Records supplied =
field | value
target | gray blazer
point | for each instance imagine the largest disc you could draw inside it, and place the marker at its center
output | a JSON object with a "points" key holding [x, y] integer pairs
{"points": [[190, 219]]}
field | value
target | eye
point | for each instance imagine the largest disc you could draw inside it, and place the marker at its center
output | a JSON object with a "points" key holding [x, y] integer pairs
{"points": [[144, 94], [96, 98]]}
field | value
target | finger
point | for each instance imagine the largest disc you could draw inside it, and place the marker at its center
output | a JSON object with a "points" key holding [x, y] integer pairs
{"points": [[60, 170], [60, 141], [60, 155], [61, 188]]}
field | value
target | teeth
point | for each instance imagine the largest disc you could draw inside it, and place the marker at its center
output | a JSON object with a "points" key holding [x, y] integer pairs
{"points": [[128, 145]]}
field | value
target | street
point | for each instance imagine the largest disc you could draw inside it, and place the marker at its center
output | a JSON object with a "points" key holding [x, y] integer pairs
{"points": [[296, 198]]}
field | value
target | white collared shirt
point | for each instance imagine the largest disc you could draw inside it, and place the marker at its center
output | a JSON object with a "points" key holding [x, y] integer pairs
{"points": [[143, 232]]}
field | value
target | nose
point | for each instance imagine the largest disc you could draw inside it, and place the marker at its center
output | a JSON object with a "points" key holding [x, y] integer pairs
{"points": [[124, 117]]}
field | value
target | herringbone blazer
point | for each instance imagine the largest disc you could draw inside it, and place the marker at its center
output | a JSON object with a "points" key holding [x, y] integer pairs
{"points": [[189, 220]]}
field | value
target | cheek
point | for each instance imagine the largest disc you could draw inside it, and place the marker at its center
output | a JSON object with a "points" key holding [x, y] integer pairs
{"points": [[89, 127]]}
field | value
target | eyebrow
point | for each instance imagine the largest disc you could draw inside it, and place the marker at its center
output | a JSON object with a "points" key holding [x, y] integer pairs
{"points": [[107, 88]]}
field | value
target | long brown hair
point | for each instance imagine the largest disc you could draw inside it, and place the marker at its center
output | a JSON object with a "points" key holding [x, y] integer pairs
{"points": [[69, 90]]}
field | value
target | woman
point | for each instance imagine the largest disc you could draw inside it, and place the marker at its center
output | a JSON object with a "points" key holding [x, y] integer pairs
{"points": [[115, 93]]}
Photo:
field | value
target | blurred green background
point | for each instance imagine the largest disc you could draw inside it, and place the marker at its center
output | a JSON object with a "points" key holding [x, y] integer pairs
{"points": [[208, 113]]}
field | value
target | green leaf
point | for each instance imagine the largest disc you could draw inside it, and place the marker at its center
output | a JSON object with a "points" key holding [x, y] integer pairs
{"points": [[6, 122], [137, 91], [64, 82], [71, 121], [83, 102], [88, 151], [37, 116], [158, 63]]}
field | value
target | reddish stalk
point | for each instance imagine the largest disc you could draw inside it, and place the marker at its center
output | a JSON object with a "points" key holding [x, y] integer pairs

What is required = Extract the data exactly as given.

Task answer =
field | value
target | gray blazer
point | for each instance imagine the largest disc you could draw inside it, and place the marker at its center
output | a JSON object with a "points" key holding [x, y] integer pairs
{"points": [[190, 219]]}
field | value
target | eye
point | for each instance imagine the largest disc you could draw inside it, and place the marker at its center
output | a JSON object with a "points" key holding [x, y] integer pairs
{"points": [[144, 94], [96, 98]]}
field | value
target | finger
point | for each instance imagine the largest disc you could draw inside it, and place the marker at its center
output | a JSON object with a "points" key holding [x, y] integer pairs
{"points": [[60, 170], [60, 141], [60, 155], [61, 188]]}
field | value
target | teeth
point | for each instance imagine the largest disc you could draw inside it, and place the marker at its center
output | a JSON object with a "points" key holding [x, y] integer pairs
{"points": [[128, 145]]}
field | value
target | street
point | for each instance imagine the largest disc you could draw inside it, and place the marker at its center
output | a JSON object with a "points" key holding [x, y] integer pairs
{"points": [[296, 198]]}
field | value
target | white collared shirt
point | for each instance imagine the largest disc you could draw inside it, and place the marker at its center
output | a JSON object with a "points" key holding [x, y] integer pairs
{"points": [[143, 232]]}
field | value
target | nose
point | for each instance imagine the largest disc you could draw inside it, and place the marker at its center
output | a JSON object with a "points" key holding [x, y] integer pairs
{"points": [[124, 117]]}
field | value
target | herringbone blazer
point | for each instance imagine the largest disc you could draw inside it, and place the marker at its center
output | a JSON object with a "points" key holding [x, y] integer pairs
{"points": [[189, 220]]}
field | value
target | cheek
point | for each instance imagine the largest disc you could draw inside it, and place the marker at its center
output | a JSON object with a "points" key holding [x, y] integer pairs
{"points": [[89, 127]]}
field | value
target | eyebrow
point | for each instance imagine the largest disc you could draw inside it, and place the marker at its center
output | a JSON object with a "points" key holding [x, y] integer pairs
{"points": [[107, 88]]}
field | value
target | long brown hair
point | for each instance imagine the largest disc you could draw inside it, and place the marker at its center
output | a JSON object with a "points" key holding [x, y] integer pairs
{"points": [[69, 90]]}
field | value
target | woman
point | for each instance imagine the largest disc you could draw inside it, and place the marker at its center
output | a JSON object with a "points" key holding [x, y] integer pairs
{"points": [[115, 93]]}
Photo:
field | value
target | blurred green background
point | for each instance imagine the largest disc you could draw inside it, and place the marker at its center
output | a JSON object with a "points" key holding [x, y] integer pairs
{"points": [[208, 113]]}
field | value
target | green leaf
point | for each instance imagine the largest disc you could draw inside it, and place the marker at its center
output | a JSON object with a "points" key holding [x, y] integer pairs
{"points": [[6, 122], [137, 91], [64, 82], [71, 121], [83, 102], [88, 151], [37, 116], [158, 63]]}
field | value
target | reddish stalk
point | for each instance imagine the largest disc you could draw inside it, and place the marker at its center
output | a JSON object with a "points" key holding [x, y] integer pairs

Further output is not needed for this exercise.